Task statement: Reproduce the following lines verbatim, starting at the line containing "like x=205 y=177." and ending after the line containing "x=131 y=142".

Extracted data entries:
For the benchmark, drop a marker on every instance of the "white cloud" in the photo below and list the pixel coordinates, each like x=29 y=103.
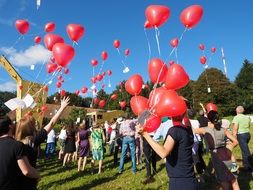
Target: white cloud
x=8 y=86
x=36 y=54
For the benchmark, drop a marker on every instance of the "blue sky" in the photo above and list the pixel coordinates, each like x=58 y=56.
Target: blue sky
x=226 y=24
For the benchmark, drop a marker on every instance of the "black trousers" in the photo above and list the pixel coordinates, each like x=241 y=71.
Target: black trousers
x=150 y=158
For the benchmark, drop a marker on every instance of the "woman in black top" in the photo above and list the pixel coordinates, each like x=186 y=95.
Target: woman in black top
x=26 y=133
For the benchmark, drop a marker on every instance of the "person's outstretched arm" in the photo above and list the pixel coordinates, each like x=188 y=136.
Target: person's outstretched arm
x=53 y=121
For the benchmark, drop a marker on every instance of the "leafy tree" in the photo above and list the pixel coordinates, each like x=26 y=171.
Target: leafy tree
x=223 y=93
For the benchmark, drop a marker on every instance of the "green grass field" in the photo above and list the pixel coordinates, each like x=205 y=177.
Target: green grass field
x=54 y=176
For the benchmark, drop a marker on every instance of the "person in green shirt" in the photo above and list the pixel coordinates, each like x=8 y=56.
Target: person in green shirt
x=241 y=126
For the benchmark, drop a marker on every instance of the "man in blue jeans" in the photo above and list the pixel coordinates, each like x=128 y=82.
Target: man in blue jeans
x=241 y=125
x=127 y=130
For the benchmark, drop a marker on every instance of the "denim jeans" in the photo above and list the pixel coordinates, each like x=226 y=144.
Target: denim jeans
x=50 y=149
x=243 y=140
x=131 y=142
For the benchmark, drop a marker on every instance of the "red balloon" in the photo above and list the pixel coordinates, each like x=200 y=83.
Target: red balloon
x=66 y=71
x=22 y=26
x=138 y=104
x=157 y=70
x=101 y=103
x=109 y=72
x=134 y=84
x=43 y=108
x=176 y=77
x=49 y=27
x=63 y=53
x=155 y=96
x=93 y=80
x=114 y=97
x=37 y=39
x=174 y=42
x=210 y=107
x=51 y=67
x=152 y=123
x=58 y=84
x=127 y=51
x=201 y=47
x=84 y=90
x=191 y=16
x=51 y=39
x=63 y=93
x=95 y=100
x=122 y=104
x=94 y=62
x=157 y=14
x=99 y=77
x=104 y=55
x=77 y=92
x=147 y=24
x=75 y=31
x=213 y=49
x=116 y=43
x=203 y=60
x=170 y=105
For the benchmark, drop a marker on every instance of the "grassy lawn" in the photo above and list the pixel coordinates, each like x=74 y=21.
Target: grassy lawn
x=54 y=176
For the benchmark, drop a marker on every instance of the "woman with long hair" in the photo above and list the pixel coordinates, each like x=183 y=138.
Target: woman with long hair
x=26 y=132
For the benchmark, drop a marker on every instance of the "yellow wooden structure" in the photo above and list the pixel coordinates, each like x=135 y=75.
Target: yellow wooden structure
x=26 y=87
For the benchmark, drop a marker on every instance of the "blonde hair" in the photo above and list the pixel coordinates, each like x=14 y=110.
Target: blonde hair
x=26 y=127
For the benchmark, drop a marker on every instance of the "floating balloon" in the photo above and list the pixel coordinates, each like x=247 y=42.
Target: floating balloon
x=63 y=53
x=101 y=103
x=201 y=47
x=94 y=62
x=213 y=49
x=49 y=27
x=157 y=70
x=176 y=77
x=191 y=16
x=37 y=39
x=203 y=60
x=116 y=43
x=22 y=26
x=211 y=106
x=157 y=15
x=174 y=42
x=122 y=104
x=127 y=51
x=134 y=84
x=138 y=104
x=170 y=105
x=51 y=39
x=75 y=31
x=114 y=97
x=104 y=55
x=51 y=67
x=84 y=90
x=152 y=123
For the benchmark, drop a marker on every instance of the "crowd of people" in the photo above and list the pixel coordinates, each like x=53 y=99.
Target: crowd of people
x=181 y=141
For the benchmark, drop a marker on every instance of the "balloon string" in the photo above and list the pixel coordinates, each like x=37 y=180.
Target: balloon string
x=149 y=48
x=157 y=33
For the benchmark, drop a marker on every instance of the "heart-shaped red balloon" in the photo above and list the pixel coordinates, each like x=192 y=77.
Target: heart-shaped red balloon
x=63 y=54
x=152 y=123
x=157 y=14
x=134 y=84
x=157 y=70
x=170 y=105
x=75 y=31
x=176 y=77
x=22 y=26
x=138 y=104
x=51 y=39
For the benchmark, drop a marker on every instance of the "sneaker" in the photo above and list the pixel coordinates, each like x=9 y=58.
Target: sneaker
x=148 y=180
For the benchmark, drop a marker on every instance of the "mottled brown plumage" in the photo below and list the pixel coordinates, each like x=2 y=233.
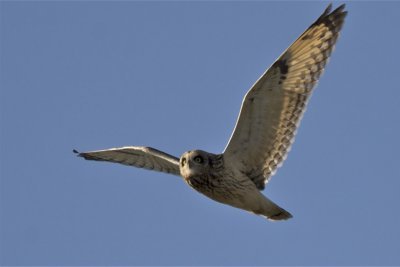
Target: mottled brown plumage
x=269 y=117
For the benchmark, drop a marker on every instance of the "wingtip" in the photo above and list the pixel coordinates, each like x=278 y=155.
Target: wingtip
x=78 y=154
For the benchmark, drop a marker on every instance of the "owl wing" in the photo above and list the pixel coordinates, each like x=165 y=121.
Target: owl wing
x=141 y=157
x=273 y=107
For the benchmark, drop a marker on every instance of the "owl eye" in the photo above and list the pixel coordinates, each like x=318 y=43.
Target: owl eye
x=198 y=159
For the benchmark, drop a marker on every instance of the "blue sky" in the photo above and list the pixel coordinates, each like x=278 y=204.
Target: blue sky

Result for this exercise:
For the benchmark, drop a marker on every instance of the "green grass field" in the photo above and list the pixel coordinates, each like x=205 y=177.
Target: green grass field
x=54 y=176
For the benchmark, drop a marker on every instance of the "person in green shirt" in the photo above and list the pixel coordinates, each like x=8 y=56.
Target: person in green shirt
x=241 y=126
For the benchmark, drop a marker on every instance of the "man in blue jeans" in the photo above and list the pixel coordinates, each like x=128 y=82.
Target: man in blue jeans
x=241 y=125
x=127 y=130
For the benchmark, drop a marker on every instance of the "denim jeans" in the photo above and list the pixel coordinates, each like x=226 y=144.
Target: denim jeans
x=50 y=149
x=243 y=140
x=131 y=142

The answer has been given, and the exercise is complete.